## Given records:

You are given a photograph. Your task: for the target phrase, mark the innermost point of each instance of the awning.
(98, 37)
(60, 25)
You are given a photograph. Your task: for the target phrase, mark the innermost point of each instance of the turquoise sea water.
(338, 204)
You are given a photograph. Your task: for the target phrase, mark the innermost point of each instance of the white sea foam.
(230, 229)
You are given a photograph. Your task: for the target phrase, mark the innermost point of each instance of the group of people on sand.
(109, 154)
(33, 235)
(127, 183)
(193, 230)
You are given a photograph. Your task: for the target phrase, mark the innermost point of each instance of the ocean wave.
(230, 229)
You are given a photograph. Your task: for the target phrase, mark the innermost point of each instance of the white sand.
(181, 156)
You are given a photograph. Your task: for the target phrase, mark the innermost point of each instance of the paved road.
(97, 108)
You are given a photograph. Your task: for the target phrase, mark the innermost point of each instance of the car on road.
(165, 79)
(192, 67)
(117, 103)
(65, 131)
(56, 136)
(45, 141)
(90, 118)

## What you are asked to do:
Copy every record precisely, omitting nothing.

## Written response:
You are given a photograph. Your task: for the target phrase, mark the innermost point of each instance of the awning.
(98, 37)
(60, 25)
You are given a photograph. Your task: for the target phrase, mark the innermost point of each instance of the turquoise sea water.
(338, 204)
You are given a photograph. Your task: for the target phrase, mark the innermost point of each instance of the white sea foam.
(230, 229)
You are given a photograph. Your task: for the target phrase, mark the innermost point of each instance of the group of people on sand.
(109, 154)
(33, 235)
(127, 183)
(193, 230)
You are given a photograph. Your task: for the target phrase, mark the innermost point of each instance of the ocean wave.
(230, 229)
You are given a photograph. Your task: for the target phrase, mark the innermost point of each instance of the white sand.
(181, 156)
You are given a photograph. Your task: for the target phrase, mark the innermost point of each instance of the paved road.
(97, 108)
You are given a photograph. Your task: for the target phrase, mark the innermost point of each instance of the car on road.
(165, 79)
(192, 67)
(117, 103)
(65, 131)
(56, 136)
(45, 141)
(90, 118)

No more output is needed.